In the largest drug safety settlement to date with a generic drug manufacturer, Ranbaxy USA Inc. , a subsidiary of Indian generic pharmaceutical manufacturer Ranbaxy Laboratories Ltd, pleaded guilty to felony charges relating to the manufacture and distribution of certain adulterated drugs made at two of Ranbaxy’s manufacturing facilities in India, the Justice Department announced. Ranbaxy also agreed to pay a criminal fine and forfeiture totaling $150 million and to settle civil claims under the False Claims Act and related State laws for $350 million.
Ranbaxy USA pleaded guilty to three felony FDCA counts, and four felony counts of knowingly making material false statements to the FDA. The generic drugs at issue were manufactured at Ranbaxy’s facilities in Paonta Sahib and Dewas, India. Under the plea agreement, the company will pay a criminal fine of $130 million, and forfeit an additional $20 million.
The federal Food, Drug and Cosmetic Act (FDCA) prohibits the introduction or delivery for introduction into interstate commerce of any drug that is adulterated. Under the FDCA, a drug is adulterated if the methods used in, or the facilities or controls used for, its manufacturing, processing, packing, or holding do not conform to, or are not operated or administered in conformity with, current Good Manufacturing Practice (cGMP) regulations. This assures that a drug meets the requirements as to safety and has the identity and strength, and meets the quality and purity characteristics, which the drug purports or is represented to possess.
“When companies sell adulterated drugs, they undermine the integrity of the FDA’s approval process and may cause patients to take drugs that are substandard, ineffective, or unsafe,” said Stuart F. Delery, Acting Assistant Attorney General for the Civil Division of the Department of Justice. “We will continue to work with our law enforcement partners to ensure that all manufacturers of drugs approved by the FDA for sale in the United States, both domestic and foreign, follow the FDA guidelines that protect all of us.”

• **Work instruction**
Continue the report on the Ranbaxy drug safety settlement from the end of its last paragraph, before the data begins.

• **Recorded data**

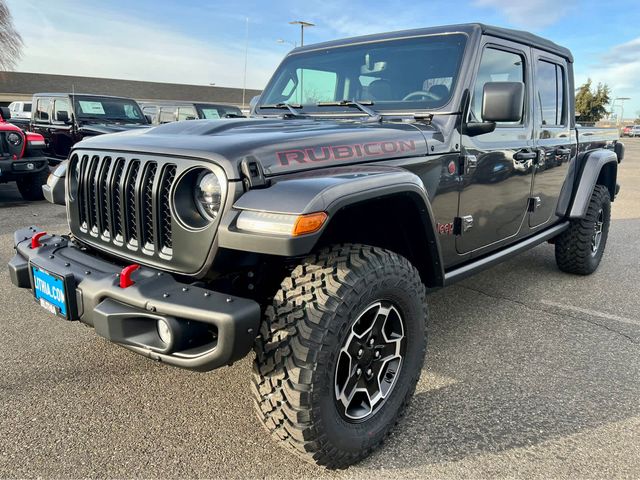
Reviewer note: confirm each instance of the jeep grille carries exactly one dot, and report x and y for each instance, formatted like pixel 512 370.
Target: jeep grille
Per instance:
pixel 119 199
pixel 122 203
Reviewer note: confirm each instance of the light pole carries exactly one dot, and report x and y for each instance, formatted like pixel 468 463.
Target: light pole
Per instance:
pixel 622 99
pixel 302 25
pixel 246 54
pixel 282 41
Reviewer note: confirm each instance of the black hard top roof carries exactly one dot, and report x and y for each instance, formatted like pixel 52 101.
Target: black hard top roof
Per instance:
pixel 505 33
pixel 78 94
pixel 181 103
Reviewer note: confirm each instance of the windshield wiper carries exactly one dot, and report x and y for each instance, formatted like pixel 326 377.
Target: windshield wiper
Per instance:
pixel 285 106
pixel 353 103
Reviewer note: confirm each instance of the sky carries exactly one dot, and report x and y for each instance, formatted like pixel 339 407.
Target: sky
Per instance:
pixel 204 42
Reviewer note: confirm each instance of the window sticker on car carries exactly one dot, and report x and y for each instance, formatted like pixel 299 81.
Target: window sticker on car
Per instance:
pixel 210 113
pixel 91 107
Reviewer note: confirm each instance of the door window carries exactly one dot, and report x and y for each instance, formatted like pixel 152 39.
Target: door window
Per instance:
pixel 186 113
pixel 60 107
pixel 496 66
pixel 167 115
pixel 550 93
pixel 42 109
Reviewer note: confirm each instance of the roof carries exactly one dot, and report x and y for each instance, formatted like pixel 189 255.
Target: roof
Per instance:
pixel 519 36
pixel 17 84
pixel 77 94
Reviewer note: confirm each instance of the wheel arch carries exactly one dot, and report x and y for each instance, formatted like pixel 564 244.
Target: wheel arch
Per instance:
pixel 599 167
pixel 369 204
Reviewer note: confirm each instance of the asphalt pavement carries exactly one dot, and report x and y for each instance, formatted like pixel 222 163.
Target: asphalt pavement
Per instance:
pixel 530 373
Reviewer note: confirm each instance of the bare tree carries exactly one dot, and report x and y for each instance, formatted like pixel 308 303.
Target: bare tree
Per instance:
pixel 10 40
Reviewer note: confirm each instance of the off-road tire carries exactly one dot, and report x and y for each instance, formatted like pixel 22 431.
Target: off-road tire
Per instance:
pixel 301 335
pixel 30 186
pixel 574 246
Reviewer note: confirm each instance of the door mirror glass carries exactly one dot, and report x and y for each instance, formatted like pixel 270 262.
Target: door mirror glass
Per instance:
pixel 503 101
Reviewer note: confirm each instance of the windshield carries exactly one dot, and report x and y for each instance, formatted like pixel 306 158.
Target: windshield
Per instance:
pixel 216 111
pixel 406 74
pixel 108 109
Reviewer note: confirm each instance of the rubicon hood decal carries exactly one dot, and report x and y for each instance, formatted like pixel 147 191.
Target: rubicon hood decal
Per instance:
pixel 356 151
pixel 281 146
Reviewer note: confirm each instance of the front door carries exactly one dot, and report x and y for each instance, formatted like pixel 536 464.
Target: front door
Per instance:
pixel 495 191
pixel 554 138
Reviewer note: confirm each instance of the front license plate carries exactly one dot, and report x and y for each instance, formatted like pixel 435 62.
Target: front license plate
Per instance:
pixel 49 291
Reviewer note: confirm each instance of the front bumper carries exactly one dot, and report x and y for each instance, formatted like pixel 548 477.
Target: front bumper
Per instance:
pixel 210 329
pixel 10 169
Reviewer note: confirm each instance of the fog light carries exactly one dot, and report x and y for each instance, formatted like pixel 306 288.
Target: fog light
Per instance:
pixel 164 331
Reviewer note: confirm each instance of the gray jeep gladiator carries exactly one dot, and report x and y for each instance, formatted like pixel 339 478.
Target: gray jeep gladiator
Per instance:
pixel 375 169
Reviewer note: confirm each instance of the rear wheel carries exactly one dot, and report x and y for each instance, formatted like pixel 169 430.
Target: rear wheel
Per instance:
pixel 30 186
pixel 340 352
pixel 579 249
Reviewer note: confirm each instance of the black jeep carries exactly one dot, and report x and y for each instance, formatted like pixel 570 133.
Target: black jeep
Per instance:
pixel 380 168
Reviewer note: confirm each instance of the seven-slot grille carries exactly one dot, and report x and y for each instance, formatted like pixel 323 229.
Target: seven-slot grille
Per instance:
pixel 125 201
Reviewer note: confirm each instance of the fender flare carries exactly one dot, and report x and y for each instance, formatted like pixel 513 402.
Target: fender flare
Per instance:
pixel 593 164
pixel 328 191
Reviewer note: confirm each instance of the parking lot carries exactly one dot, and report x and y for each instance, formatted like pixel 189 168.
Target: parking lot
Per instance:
pixel 530 372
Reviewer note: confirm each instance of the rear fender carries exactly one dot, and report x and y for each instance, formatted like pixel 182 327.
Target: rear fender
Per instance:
pixel 599 167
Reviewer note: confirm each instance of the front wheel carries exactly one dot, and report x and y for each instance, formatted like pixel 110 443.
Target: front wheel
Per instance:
pixel 340 352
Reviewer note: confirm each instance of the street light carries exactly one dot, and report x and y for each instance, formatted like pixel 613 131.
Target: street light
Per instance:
pixel 302 25
pixel 282 41
pixel 613 105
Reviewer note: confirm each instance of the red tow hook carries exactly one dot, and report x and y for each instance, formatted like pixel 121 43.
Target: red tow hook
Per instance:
pixel 125 275
pixel 35 240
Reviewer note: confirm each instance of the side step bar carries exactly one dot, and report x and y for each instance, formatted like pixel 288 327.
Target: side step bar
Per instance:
pixel 483 263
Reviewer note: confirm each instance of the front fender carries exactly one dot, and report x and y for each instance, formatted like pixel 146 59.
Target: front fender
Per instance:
pixel 599 167
pixel 327 190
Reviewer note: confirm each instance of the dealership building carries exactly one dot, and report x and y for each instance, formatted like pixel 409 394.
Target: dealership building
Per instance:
pixel 20 86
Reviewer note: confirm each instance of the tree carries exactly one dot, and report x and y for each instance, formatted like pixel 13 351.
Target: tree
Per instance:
pixel 590 103
pixel 10 40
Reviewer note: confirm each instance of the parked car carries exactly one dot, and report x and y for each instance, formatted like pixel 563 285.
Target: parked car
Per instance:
pixel 21 158
pixel 313 233
pixel 635 131
pixel 20 109
pixel 166 112
pixel 64 119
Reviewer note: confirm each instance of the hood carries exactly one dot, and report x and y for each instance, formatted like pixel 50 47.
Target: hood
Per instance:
pixel 106 128
pixel 280 146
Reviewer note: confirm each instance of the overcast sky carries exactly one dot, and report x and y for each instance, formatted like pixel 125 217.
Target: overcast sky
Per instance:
pixel 200 42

• **Task answer**
“This is the largest false claims case ever prosecuted in the District of Maryland, and the nation’s largest financial penalty paid by a generic pharmaceutical company for FDCA violations,” said U.S. Attorney for the District of Maryland Rod J. Rosenstein. “The joint criminal and civil settlement, which reflects many years of work by FDA agents and federal prosecutors, holds Ranbaxy accountable for a pattern of violations and should improve the reliability of generic drugs manufactured in India by Ranbaxy.”
Arun Sawhney, CEO and managing director, Ranbaxy, said, “We are pleased to continue bringing safe, effective and quality medicines to market for the benefit of consumers in the US and other parts of the world. While we are disappointed by the conduct of the past that led to this investigation, we strongly believe that settling this matter now is in the best interest of all of Ranbaxy's stakeholders; the conclusion of the DOJ investigation does not materially impact our current financial situation or performance. Ranbaxy has successfully launched several generic products recently and is well-positioned for future growth in the US and around the world with a robust pipeline of important products as it continues to build a strong global portfolio of branded ad generic prescription and OTC pharmaceuticals.”